- [STATED GOAL]: Turn the material below into a Markdown table with the columns "Entry" and "Text": number each row and put one line in it. Skip blank lines and leave the pictures out.

:::::

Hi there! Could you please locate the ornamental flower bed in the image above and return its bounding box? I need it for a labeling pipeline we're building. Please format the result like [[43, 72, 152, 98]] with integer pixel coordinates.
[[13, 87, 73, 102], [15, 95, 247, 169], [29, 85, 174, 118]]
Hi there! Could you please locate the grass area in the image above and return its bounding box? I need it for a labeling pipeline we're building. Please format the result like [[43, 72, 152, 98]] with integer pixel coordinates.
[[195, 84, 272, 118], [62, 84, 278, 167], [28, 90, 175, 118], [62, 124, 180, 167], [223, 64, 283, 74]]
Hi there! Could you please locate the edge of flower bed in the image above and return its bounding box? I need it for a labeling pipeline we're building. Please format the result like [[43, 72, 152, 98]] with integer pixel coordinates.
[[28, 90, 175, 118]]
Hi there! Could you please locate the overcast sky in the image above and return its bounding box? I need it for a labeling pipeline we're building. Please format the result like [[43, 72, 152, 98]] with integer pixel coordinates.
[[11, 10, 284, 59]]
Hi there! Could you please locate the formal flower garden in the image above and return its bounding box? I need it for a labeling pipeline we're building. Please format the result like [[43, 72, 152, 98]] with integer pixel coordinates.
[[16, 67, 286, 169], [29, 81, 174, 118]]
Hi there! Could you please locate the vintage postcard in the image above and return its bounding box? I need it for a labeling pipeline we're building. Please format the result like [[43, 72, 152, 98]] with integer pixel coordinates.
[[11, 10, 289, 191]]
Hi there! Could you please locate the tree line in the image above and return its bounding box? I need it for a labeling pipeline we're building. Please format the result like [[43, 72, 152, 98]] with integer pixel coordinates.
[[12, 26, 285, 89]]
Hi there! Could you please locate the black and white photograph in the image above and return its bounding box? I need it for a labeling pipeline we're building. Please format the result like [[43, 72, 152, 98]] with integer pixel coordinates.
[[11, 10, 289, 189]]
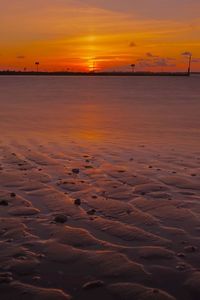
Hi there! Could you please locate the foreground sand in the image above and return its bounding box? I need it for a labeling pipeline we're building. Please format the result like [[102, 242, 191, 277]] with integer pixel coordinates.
[[0, 141, 200, 300]]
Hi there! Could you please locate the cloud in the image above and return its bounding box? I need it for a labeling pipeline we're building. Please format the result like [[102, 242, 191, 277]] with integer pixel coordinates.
[[146, 52, 159, 57], [181, 51, 192, 56], [137, 55, 176, 68]]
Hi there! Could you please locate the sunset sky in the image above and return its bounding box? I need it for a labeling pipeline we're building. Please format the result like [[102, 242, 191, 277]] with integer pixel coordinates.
[[0, 0, 200, 71]]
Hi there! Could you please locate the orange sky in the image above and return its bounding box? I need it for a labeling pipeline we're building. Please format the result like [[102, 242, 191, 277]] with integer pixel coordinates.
[[0, 0, 200, 71]]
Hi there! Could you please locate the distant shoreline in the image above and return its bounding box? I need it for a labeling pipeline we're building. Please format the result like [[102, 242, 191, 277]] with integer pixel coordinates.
[[0, 71, 191, 77]]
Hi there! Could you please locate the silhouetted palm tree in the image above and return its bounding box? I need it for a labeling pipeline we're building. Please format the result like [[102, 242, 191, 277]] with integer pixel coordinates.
[[131, 64, 135, 73]]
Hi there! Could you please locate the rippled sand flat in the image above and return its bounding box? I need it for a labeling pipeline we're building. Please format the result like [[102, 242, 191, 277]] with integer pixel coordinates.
[[0, 140, 200, 300], [0, 77, 200, 300]]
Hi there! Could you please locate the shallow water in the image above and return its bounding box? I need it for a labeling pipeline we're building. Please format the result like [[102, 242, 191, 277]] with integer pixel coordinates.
[[0, 76, 200, 148]]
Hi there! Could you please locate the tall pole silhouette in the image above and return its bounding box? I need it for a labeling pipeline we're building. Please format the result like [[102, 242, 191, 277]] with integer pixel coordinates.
[[188, 53, 192, 76]]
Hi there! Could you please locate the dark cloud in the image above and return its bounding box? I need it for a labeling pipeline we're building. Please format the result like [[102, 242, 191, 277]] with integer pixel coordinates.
[[16, 55, 25, 59], [137, 53, 176, 68], [181, 51, 192, 56], [146, 52, 159, 57]]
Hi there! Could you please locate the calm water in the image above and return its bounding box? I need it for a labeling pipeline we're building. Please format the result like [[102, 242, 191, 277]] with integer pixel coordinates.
[[0, 76, 200, 147]]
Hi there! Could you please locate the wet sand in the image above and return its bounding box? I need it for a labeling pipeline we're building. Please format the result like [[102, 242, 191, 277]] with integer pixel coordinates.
[[0, 77, 200, 300], [0, 140, 200, 300]]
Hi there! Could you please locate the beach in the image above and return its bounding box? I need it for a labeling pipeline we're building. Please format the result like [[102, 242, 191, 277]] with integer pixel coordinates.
[[0, 76, 200, 300]]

:::::

- [RESPONSE FOR THIS EXERCISE]:
| Entry | Text |
|---|---|
| 1 | Hi there! Could you please locate the ornamental flower bed in the image above and return its bounding box? I need it for a labeling pipeline we're building. Please format the result like [[43, 72, 152, 98]] with integer pixel coordinates. |
| 2 | [[13, 87, 73, 102], [15, 95, 247, 169], [29, 85, 174, 118]] |
| 3 | Hi there! Could you please locate the grass area in the image above and return its bounding box? I need it for a labeling pipeline we're building. Please format the result like [[43, 72, 152, 98]] with integer pixel coordinates. |
| 4 | [[195, 84, 272, 118], [62, 84, 278, 167], [28, 90, 175, 118], [62, 124, 180, 167], [223, 64, 283, 74]] |
| 5 | Hi there! Could you please locate the edge of flower bed in the image above and return its bounding box? I need it for a labeling pipeline we're building. Please format the result like [[43, 72, 152, 98]] with integer pixel coordinates. |
| 6 | [[28, 90, 175, 118]] |
| 7 | Hi there! Could you please locate the overcast sky in the image above and return its bounding box? I need it for a labeling pipeline we're building. Please format the result like [[43, 72, 152, 98]] with integer pixel coordinates. |
| 8 | [[11, 10, 284, 59]] |
| 9 | Hi there! Could you please locate the formal flower garden in the image above and return its bounding box? I need it for a labeling pipeline we're building. Please format the result like [[43, 72, 152, 98]] with integer pixel coordinates. |
| 10 | [[16, 67, 286, 169], [29, 81, 174, 118]] |
| 11 | Hi there! Could you please locate the vintage postcard in the image above and return its bounding box? I need it for a labeling pipeline we're building. Please format the result like [[43, 72, 152, 98]] with integer pixel coordinates. |
| 12 | [[11, 10, 289, 191]] |
| 13 | Hi there! Could you please locate the tree line in the image above and return its bounding box? I need it for a labeling pipeline we're building. Please format the result like [[43, 72, 152, 98]] with integer pixel coordinates. |
| 14 | [[12, 26, 285, 89]] |
| 15 | Hi there! Could you please locate the black and white photograph in the image above and return its bounding box? I need it for a labeling pipeline we're building. Please format the result like [[43, 72, 152, 98]] with integer pixel coordinates. |
| 16 | [[11, 10, 289, 189]] |
| 17 | Hi there! Could you please locate the foreground sand in the image above and return its bounding box? I need it for a labeling pipeline we're building. Please format the result like [[102, 242, 191, 277]] with integer pixel coordinates. |
| 18 | [[0, 141, 200, 300]] |
| 19 | Hi there! Could you please locate the cloud in the image above and return its bounding box? I need it for a labeling pipeline we're building. Please format the result like [[102, 242, 191, 277]] with integer pixel coordinates. |
| 20 | [[146, 52, 159, 57], [181, 51, 192, 56], [137, 55, 176, 68]] |
| 21 | Hi there! Could you please locate the sunset sky in the image above and return its bounding box? I need it for a labeling pipeline we're building. Please format the result like [[102, 242, 191, 277]] with integer pixel coordinates. |
| 22 | [[0, 0, 200, 71]] |
| 23 | Hi there! Could you please locate the orange sky in the image above and return its bounding box? I need it for a labeling pipeline we're building. Please format the result like [[102, 242, 191, 277]] with integer pixel coordinates. |
| 24 | [[0, 0, 200, 71]] |
| 25 | Hi there! Could you please locate the distant shoreline in the image above and return its bounding box? I need it for a labeling pipeline we're building. Please format the result like [[102, 242, 191, 277]] with integer pixel coordinates. |
| 26 | [[0, 71, 191, 77]] |
| 27 | Hi there! Could you please locate the silhouetted palm tree in the image above and return its bounding box? I need it for a labeling pipeline we're building. Please format the result like [[102, 242, 191, 277]] with integer pixel coordinates. |
| 28 | [[131, 64, 135, 73]] |
| 29 | Hi there! Could you please locate the rippled sand flat in the image above and return its bounding box? I need it for a labeling pipeline we're building. Please format the result like [[102, 242, 191, 277]] with integer pixel coordinates. |
| 30 | [[0, 140, 200, 300], [0, 77, 200, 300]] |
| 31 | Hi there! Could you please locate the shallow water in the image above and return its bounding box? I need it for a labeling pipeline we're building. Please format the result like [[102, 242, 191, 277]] with integer pixel coordinates. |
| 32 | [[0, 76, 200, 148]] |
| 33 | Hi there! Could you please locate the tall pole silhouette in the image above and return its bounding box? I need it for a labeling pipeline we're building. Please format the result like [[102, 242, 191, 277]] with integer pixel coordinates. |
| 34 | [[188, 53, 192, 76]] |
| 35 | Hi there! Could you please locate the dark cloud in the image above and return its bounding box? I need it for a labeling pipeline we're building. Please format the result like [[102, 242, 191, 277]] with integer pixel coordinates. |
| 36 | [[16, 55, 25, 59], [137, 53, 176, 68], [181, 51, 192, 56], [146, 52, 159, 57]] |
| 37 | Hi there! Could you please locate the calm water in the image above and return its bounding box? I need it for a labeling pipeline we're building. Please format the result like [[102, 242, 191, 277]] with integer pixel coordinates. |
| 38 | [[0, 76, 200, 147]] |
| 39 | Hi there! Could you please locate the wet sand in the image above and return its bounding box? I need it for a labeling pipeline we're building. Please format the result like [[102, 242, 191, 277]] with integer pixel coordinates. |
| 40 | [[0, 77, 200, 300], [0, 140, 200, 300]] |
| 41 | Hi there! Could you please locate the beach in the image above and return its bounding box? I need it for a labeling pipeline we're building. Please format the result like [[102, 242, 191, 277]] with integer pixel coordinates. |
| 42 | [[0, 76, 200, 300]] |